** start Provided text **
As someone who has used both Linode and "low end box" services, both have their place. Two observations:

1) I feel like Linode offers a level of support that the others don't offer. There are lower end providers that do offer good support, but it's not as consistently good as Linode. Were they to start offering cheaper $5 or $10 a month plans, they would be challenged when it comes to continuing to offer that level of support.

2) Observationally, it seems to me that Linode customers on average tend to be more serious about their usage than those who are looking for a <$5/month VPS. Go to the IRC channels for each company and see who hangs out there. That said, this should only matter to you if you are concerned about who your neighbours may be on a VM host, if you plan on being part of the IRC community, or if you are concerned about how reputable your IP address looks given what block it belongs to.


I agree with this. I have a few DO accounts, a Linode and a few BuyVM accounts. The Linode is what I use for all of my "serious" production stuff, but I love the LEBs to play.

That said, I do think the performance of DO is quite good. It reminds me of Slicehost back in the day.

The BuyVM guys are just the best people ever, and I mostly maintain play boxes there just b/c I can get away with stuff there that might not fly at DO or Linode.


There's also the aspect of customer expectations. At Linode's price point I feel like no matter the size of my VPS, I am allowed to have the expectation of a certain level of support. If they were to take too long to address a ticket or fix an issue I would be more inclined to make a stink about it versus a provider that is providing me with a VPS for what turns out to be $3.00 a month!


And I would imagine that is very much by design. DO's model is to scale as much as possible -- they want to be all over the place and they have the funding to make those sorts of changes.

As a more established provider, Linode has to decide if adding more customers would be worth the incremental support costs. Given Linode's reputation for support, adding a bunch of LEB customers who aren't likely to renew at the same rates as people who pay more money - and are also likely to have more support requests - competing with that market doesn't make a ton of sense.

Plus, whether fair or not, having a minimum pricing point makes a service seem more premium -- more "ready for serious business." Now, obviously we've all been with expensive hosts that have terrible performance -- but you'd be surprised how many non-technical decision makers will choose a higher-priced offering over a lower-priced offering, on the supposition that "more expensive = better."
** end Provided text **
** start Material **
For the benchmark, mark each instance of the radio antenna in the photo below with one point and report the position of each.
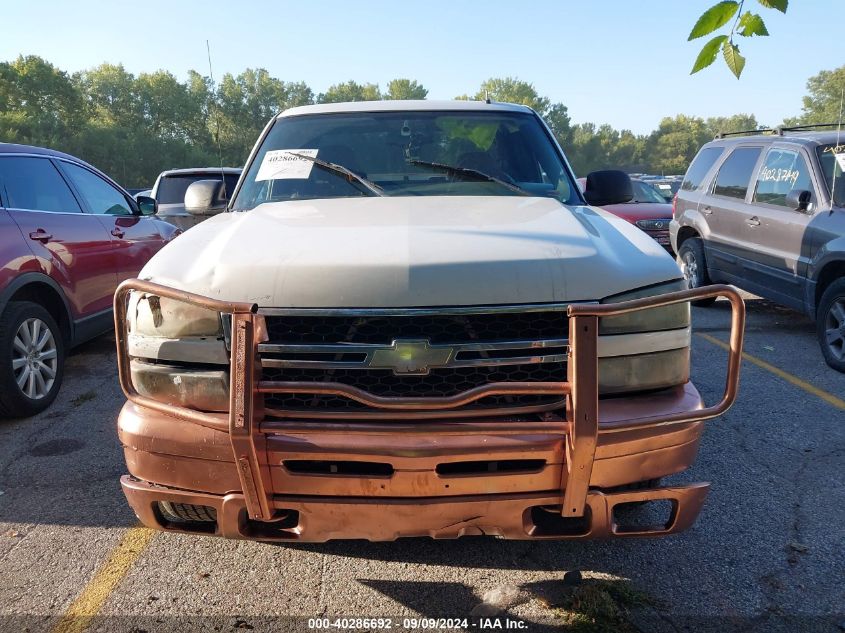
(835, 160)
(216, 120)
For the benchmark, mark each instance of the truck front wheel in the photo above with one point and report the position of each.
(830, 325)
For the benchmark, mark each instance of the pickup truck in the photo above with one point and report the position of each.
(409, 322)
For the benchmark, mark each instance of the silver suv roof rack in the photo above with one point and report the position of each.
(779, 131)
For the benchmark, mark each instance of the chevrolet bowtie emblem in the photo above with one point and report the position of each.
(411, 356)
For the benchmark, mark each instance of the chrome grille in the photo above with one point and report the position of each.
(462, 351)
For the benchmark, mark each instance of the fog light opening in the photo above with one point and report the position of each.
(187, 517)
(548, 521)
(284, 526)
(644, 516)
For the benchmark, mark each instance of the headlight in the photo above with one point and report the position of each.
(658, 370)
(166, 337)
(660, 224)
(647, 349)
(201, 389)
(664, 318)
(158, 316)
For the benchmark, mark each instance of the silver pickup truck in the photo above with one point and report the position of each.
(409, 322)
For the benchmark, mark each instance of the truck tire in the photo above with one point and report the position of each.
(32, 359)
(830, 325)
(692, 263)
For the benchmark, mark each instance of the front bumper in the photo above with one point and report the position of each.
(284, 479)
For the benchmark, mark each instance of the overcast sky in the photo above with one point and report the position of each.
(614, 61)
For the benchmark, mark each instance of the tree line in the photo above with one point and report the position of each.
(134, 126)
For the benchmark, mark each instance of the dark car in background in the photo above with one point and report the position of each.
(647, 210)
(171, 185)
(68, 236)
(766, 211)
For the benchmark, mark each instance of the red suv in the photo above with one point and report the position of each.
(68, 236)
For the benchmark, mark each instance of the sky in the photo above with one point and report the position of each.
(609, 61)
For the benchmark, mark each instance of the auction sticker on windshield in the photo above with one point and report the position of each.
(281, 164)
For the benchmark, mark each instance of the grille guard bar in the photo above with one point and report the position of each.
(581, 386)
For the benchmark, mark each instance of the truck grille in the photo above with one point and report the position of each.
(458, 352)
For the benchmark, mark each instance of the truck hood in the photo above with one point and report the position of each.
(411, 252)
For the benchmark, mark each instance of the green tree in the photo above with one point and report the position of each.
(735, 123)
(244, 104)
(350, 91)
(39, 104)
(675, 142)
(405, 89)
(745, 24)
(512, 90)
(824, 103)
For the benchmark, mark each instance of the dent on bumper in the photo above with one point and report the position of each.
(180, 462)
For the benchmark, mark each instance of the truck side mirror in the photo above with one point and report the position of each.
(798, 199)
(608, 186)
(147, 205)
(205, 197)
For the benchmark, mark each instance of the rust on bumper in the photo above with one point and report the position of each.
(243, 464)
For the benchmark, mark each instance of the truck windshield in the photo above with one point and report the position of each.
(411, 153)
(831, 159)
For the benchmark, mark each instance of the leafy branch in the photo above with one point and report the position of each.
(745, 24)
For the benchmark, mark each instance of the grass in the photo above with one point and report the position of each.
(598, 605)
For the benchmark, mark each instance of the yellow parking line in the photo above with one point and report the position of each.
(87, 605)
(819, 393)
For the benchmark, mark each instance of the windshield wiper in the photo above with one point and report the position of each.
(340, 169)
(467, 171)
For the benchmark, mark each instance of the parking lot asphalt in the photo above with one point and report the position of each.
(766, 553)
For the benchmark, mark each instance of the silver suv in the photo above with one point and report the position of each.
(765, 210)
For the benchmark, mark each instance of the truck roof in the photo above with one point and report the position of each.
(403, 106)
(200, 170)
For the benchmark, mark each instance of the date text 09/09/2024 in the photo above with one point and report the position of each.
(413, 624)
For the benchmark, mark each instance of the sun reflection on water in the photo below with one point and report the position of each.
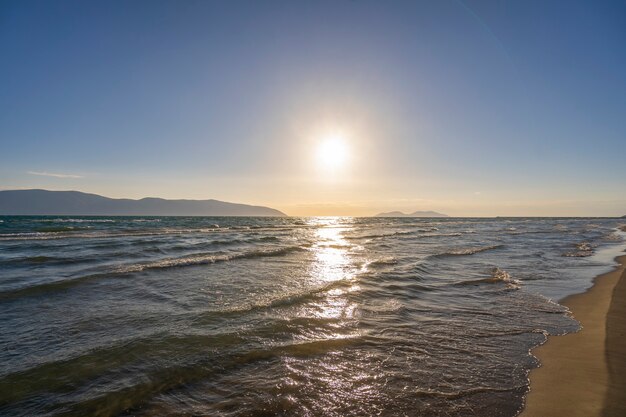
(334, 263)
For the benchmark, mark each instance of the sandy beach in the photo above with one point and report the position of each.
(584, 374)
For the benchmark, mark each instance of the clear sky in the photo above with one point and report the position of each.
(466, 107)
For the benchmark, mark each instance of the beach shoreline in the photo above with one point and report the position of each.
(583, 373)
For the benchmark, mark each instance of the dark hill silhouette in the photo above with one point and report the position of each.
(43, 202)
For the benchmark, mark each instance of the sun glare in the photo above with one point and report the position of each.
(332, 153)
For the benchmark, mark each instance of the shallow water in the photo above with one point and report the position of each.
(284, 316)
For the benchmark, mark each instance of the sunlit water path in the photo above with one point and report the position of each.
(284, 316)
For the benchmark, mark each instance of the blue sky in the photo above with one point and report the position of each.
(467, 107)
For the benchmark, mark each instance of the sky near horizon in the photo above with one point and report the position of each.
(471, 108)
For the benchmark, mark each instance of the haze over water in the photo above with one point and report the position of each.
(284, 316)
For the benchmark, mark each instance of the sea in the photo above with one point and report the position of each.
(252, 316)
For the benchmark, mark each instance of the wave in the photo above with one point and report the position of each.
(468, 251)
(583, 250)
(398, 233)
(192, 260)
(497, 276)
(389, 260)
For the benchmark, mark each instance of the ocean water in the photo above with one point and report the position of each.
(341, 316)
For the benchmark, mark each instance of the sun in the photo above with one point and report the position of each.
(332, 152)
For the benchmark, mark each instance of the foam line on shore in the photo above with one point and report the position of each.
(577, 377)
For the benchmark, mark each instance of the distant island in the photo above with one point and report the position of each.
(43, 202)
(414, 214)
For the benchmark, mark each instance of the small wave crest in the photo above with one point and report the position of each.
(382, 262)
(497, 276)
(583, 250)
(468, 251)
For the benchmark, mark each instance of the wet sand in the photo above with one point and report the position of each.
(584, 373)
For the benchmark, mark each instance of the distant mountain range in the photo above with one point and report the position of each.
(414, 214)
(43, 202)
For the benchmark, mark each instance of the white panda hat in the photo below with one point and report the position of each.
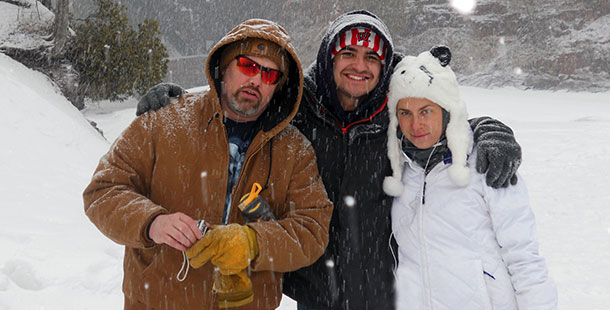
(429, 76)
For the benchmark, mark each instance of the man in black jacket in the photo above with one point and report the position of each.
(343, 113)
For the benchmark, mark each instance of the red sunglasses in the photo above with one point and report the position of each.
(250, 67)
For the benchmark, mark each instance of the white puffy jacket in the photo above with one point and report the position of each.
(470, 247)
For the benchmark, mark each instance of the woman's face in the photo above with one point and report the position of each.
(420, 120)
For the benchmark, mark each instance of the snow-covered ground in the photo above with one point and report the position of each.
(52, 257)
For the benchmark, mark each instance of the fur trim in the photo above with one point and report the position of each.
(393, 186)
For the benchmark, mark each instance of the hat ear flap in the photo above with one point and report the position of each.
(443, 54)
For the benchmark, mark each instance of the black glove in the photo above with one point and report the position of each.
(158, 97)
(499, 154)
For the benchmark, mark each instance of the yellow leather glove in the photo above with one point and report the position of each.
(233, 290)
(231, 248)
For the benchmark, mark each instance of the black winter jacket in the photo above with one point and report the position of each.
(355, 271)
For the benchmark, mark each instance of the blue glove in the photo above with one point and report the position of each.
(158, 97)
(499, 154)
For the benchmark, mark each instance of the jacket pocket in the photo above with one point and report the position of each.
(499, 287)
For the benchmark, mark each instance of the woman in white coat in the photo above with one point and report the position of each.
(461, 243)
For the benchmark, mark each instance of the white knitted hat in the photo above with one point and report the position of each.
(429, 76)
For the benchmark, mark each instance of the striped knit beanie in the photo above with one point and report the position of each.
(361, 36)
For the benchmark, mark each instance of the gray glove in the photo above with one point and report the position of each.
(158, 97)
(499, 154)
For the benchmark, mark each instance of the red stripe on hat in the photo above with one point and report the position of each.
(376, 44)
(365, 43)
(354, 36)
(382, 57)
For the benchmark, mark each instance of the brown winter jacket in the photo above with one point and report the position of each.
(157, 167)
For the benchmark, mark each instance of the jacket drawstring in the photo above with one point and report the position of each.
(185, 260)
(270, 161)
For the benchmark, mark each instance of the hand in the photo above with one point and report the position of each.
(233, 290)
(177, 230)
(498, 153)
(158, 97)
(231, 248)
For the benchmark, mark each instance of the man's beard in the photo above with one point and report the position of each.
(242, 106)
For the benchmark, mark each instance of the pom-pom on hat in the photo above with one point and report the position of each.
(429, 76)
(257, 47)
(361, 36)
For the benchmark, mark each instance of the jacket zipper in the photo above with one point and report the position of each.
(424, 248)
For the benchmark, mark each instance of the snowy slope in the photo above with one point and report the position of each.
(53, 258)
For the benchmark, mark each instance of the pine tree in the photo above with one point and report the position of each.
(112, 59)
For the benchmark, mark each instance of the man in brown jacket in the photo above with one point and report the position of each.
(195, 160)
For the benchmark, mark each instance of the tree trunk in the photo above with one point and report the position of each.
(60, 27)
(47, 3)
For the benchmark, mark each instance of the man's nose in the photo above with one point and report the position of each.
** end Material **
■ Problem to work on
In the hosting discussion, what does the commenter who has DO, Linode and BuyVM accounts use the Linode for?

■ Complete output
All of their "serious" production stuff.